■ Given instruction ■
In the records below, copy the lines word for word, from the line with "like [(300, 706)]." to the line with "[(571, 678), (504, 663), (597, 575), (735, 756)]", and include both of those lines.

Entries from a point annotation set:
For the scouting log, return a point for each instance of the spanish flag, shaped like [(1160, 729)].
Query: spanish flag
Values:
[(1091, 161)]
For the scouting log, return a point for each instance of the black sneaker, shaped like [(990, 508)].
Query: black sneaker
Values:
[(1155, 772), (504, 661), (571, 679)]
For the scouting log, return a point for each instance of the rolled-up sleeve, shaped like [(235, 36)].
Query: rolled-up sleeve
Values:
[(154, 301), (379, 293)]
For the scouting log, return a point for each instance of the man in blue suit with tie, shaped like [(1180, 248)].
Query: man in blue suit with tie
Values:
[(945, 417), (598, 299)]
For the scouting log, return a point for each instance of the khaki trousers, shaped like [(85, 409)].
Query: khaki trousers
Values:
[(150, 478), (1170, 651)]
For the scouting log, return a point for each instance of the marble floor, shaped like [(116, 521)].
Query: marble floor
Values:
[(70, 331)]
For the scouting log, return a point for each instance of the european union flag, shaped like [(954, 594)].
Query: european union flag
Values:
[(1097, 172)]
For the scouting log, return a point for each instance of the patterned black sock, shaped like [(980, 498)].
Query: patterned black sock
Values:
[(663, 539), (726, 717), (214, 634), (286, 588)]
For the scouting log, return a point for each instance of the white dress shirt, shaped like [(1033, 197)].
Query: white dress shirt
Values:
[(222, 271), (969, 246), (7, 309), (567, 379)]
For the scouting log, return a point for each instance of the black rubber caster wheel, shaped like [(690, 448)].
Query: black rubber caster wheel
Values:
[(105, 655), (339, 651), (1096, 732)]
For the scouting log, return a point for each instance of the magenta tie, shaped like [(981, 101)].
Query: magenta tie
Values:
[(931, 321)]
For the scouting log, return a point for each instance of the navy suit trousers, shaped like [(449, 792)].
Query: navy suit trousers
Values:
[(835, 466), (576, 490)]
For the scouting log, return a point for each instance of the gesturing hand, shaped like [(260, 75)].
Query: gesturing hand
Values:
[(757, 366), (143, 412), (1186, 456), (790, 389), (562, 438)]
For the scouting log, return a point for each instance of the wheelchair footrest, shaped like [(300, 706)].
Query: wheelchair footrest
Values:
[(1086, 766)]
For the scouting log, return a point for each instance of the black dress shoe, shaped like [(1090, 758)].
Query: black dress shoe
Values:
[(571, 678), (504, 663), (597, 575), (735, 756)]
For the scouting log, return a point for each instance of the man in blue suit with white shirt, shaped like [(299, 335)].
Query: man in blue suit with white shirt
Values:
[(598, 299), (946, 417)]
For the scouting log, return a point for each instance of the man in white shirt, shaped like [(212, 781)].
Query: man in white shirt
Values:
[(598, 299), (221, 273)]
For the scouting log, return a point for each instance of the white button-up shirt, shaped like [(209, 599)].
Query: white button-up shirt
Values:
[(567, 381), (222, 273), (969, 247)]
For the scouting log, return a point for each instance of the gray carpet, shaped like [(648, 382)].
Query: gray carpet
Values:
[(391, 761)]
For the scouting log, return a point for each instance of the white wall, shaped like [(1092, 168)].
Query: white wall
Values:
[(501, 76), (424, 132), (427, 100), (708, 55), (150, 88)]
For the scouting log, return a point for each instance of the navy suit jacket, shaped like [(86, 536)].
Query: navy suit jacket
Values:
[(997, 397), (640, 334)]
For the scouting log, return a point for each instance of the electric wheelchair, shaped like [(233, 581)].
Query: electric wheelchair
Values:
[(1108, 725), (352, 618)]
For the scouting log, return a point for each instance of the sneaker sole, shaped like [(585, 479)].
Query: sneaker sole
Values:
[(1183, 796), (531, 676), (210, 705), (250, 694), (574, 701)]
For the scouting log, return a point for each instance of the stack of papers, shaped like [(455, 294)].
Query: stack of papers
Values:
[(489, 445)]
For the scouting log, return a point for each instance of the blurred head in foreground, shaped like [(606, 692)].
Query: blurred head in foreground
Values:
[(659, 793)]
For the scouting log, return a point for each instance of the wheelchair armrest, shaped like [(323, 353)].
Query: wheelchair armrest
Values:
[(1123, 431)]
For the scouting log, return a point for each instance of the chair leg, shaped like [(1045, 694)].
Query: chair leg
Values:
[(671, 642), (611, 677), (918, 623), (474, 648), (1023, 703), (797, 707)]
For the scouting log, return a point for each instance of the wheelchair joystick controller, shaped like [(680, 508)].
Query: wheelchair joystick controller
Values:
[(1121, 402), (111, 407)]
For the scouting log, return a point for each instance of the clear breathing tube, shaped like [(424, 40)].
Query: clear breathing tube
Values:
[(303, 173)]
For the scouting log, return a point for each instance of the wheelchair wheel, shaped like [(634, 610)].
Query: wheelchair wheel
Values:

■ Problem solution ■
For the scouting log, return a point for each instance of the wheelchair footrest, shaped like [(300, 706)].
Query: wheelchair footrest
Values:
[(1086, 766)]
For the scouting log, return a point for each instance of the black dress shoe, shaped like [(1090, 758)].
Query: black dress shoe
Values:
[(571, 678), (504, 663), (597, 575), (735, 756)]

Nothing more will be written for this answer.